What you have to do | Copy each entry as written.

Collected data entries:
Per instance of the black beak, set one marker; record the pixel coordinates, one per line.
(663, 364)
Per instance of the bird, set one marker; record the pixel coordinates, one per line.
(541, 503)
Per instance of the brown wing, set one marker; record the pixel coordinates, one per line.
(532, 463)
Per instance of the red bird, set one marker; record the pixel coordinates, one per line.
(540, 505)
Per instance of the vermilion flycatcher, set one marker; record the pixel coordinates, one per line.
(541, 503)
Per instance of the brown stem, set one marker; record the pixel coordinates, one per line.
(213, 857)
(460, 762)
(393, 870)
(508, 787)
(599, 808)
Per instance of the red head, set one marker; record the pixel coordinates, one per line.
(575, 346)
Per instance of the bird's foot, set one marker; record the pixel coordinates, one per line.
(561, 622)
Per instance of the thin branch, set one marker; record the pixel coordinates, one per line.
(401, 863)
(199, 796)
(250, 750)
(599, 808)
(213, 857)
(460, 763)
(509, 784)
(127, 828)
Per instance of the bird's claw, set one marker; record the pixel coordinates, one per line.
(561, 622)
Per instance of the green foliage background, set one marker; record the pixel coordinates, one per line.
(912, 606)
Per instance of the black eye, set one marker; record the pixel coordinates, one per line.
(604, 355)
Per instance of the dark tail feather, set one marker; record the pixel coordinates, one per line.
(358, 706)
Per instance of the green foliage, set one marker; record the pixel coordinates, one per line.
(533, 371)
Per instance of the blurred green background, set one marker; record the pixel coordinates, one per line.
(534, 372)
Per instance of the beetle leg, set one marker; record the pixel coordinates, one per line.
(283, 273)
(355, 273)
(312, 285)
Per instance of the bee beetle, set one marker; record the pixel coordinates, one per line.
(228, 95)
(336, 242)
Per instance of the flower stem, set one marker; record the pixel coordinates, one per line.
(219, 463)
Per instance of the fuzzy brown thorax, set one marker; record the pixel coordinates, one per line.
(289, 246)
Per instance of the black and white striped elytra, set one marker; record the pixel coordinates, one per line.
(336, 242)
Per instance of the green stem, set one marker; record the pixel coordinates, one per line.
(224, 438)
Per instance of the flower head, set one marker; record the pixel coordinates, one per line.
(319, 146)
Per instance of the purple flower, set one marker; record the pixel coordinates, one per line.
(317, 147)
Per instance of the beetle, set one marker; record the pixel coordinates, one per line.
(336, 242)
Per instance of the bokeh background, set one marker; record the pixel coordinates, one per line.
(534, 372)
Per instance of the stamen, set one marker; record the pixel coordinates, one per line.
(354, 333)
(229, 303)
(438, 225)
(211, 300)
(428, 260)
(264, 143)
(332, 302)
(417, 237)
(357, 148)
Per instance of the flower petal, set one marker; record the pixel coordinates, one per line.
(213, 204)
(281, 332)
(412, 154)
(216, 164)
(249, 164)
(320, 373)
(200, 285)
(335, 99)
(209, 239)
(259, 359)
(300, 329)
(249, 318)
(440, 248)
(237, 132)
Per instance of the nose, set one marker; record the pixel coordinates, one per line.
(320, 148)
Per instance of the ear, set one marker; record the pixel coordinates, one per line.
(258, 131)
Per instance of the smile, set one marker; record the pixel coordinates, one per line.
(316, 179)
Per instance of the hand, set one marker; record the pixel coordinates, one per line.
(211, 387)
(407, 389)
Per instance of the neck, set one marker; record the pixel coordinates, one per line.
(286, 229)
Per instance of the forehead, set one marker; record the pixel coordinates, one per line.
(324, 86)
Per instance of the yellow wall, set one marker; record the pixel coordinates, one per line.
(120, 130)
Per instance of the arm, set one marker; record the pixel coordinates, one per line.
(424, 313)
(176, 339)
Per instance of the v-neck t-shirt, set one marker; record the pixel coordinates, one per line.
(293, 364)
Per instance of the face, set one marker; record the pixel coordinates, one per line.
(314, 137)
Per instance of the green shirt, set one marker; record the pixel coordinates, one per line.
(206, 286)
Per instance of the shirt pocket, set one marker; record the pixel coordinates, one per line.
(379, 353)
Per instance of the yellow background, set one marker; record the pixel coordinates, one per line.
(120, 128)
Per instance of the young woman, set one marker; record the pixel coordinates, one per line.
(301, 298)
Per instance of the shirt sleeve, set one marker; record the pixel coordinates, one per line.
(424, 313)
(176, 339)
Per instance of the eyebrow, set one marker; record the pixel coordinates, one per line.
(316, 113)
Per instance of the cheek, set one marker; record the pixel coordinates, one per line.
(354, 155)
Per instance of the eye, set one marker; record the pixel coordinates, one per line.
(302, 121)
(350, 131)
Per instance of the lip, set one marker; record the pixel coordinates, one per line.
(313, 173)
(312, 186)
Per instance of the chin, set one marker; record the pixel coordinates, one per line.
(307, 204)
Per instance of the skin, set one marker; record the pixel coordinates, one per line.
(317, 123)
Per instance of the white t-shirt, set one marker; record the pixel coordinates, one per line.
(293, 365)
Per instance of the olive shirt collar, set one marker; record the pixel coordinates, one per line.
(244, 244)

Result |
Per instance of the black beak, set one marker; record the pixel coordinates, one per line.
(663, 364)
Per instance of the bird, set one marker; record the pixel coordinates, one per line.
(541, 503)
Per instance of the brown wing, set one marker; record the pixel coordinates, one per line.
(532, 463)
Per instance of the red bird, set one marker; record the pixel coordinates, one per line.
(540, 505)
Per instance of the vermilion flycatcher, set one marker; record the pixel coordinates, one per line.
(541, 503)
Per instance of the brown stem, set one marker; record the pixel coordinates, one per line.
(213, 857)
(460, 762)
(393, 870)
(508, 787)
(599, 808)
Per instance of the red head, set one marker; record the pixel coordinates, one per line.
(575, 346)
Per instance of the bird's foot, set one marker; record the pixel coordinates, one per line.
(561, 622)
Per instance of the thin branch, set one marker; record the pixel coordinates, one per line.
(401, 863)
(199, 796)
(250, 750)
(599, 808)
(213, 857)
(460, 763)
(509, 784)
(127, 828)
Per instance of the bird's claw, set one marker; record the pixel coordinates, one per line.
(561, 622)
Per instance of the green foliage background, set one marker; record the pixel coordinates, one per line.
(912, 606)
Per instance of the black eye, set one marker; record the pixel coordinates, one per line.
(604, 355)
Per instance of the dark tail feather, set one marker; record the pixel coordinates, one per line.
(358, 706)
Per instance of the green foliage, set one marker; record the pixel coordinates, one per line.
(533, 371)
Per instance of the blurred green background, set one marker; record the pixel coordinates, one per line.
(534, 372)
Per instance of the beetle leg, set one marker; record the pixel coordinates, one per line.
(283, 273)
(355, 273)
(312, 285)
Per instance of the bee beetle, set one marker; record the pixel coordinates, one per line.
(228, 95)
(336, 242)
Per instance of the flower stem, set one marker; record the pixel coordinates, one per line.
(219, 463)
Per instance of the fuzzy brown thorax, set one marker; record the pixel coordinates, one per line.
(289, 246)
Per instance of the black and white striped elytra, set one marker; record the pixel coordinates, one per line.
(336, 242)
Per instance of the green stem, set one marker; record the pixel coordinates, one per line.
(224, 438)
Per instance of the flower head, set one marker; record the pixel coordinates, one per line.
(319, 146)
Per instance of the purple flower, set one marker; record the pixel coordinates, one per line.
(317, 147)
Per instance of the beetle, set one marker; record the pixel coordinates, one per line.
(336, 242)
Per instance of the bokeh background, set one marker; record the pixel coordinates, one per line.
(534, 372)
Per instance of the stamen, set one marker; record the pixel coordinates, one per line.
(354, 333)
(229, 303)
(438, 225)
(211, 300)
(428, 260)
(264, 143)
(332, 302)
(417, 237)
(357, 148)
Per instance of the flower petal, set one marker; record the pixel coordinates, one per line.
(213, 204)
(281, 332)
(412, 154)
(216, 164)
(249, 164)
(320, 373)
(200, 285)
(335, 99)
(209, 239)
(259, 359)
(300, 329)
(249, 318)
(440, 248)
(237, 132)
Per instance of the nose, set one marker; record the pixel coordinates, one per line.
(320, 148)
Per instance of the ear, set one marker; record the pixel coordinates, one per line.
(258, 131)
Per instance of the smile, set one marker; record the pixel coordinates, one per line.
(316, 179)
Per instance of the hand, set one marker; record the pixel coordinates, one per line.
(211, 387)
(407, 389)
Per instance of the neck, set one marker; record the pixel coordinates, one per line.
(286, 229)
Per instance of the forehead, set one marker; record the pixel coordinates, one per line.
(324, 86)
Per instance of the yellow wall, set one marker; record the pixel coordinates, one per line.
(120, 130)
Per instance of the arm, set one marker; record the pixel coordinates, one per line.
(424, 313)
(176, 339)
Per instance of the v-neck t-shirt, set one marker; record the pixel coordinates, one per line.
(293, 364)
Per instance of the face, set one marker; record the pixel coordinates, one per line.
(314, 137)
Per instance of the green shirt, set one marker; record the pixel coordinates, one per line.
(206, 286)
Per instance of the shirt pocket, set one marker; record the pixel coordinates, one per line.
(379, 353)
Per instance of the yellow background, set one marker; record the pixel coordinates, one per line.
(120, 128)
Per instance of the young woman, set one marker; record the pixel coordinates, one per line.
(301, 298)
Per instance of the shirt sleeve, set one marker; record the pixel coordinates, one per line.
(424, 313)
(176, 339)
Per instance of the eyebrow, set one marker; record the pixel coordinates, one per line.
(316, 113)
Per instance of the cheek, set one marker; record the pixel coordinates, one per line.
(354, 155)
Per instance of the eye, set one marker; record the pixel coordinates, one per line.
(302, 121)
(350, 131)
Per instance of the lip, set one marker; record the pixel coordinates, one per line.
(313, 173)
(312, 186)
Per instance of the chin, set one marker; record the pixel coordinates, one per line.
(307, 204)
Per instance of the skin, set one marker; record the pixel coordinates, one per line.
(317, 123)
Per instance of the white t-shirt, set one marker; record the pixel coordinates, one per line.
(293, 365)
Per instance of the olive shirt collar, set one marker; record the pixel coordinates, one per line.
(244, 244)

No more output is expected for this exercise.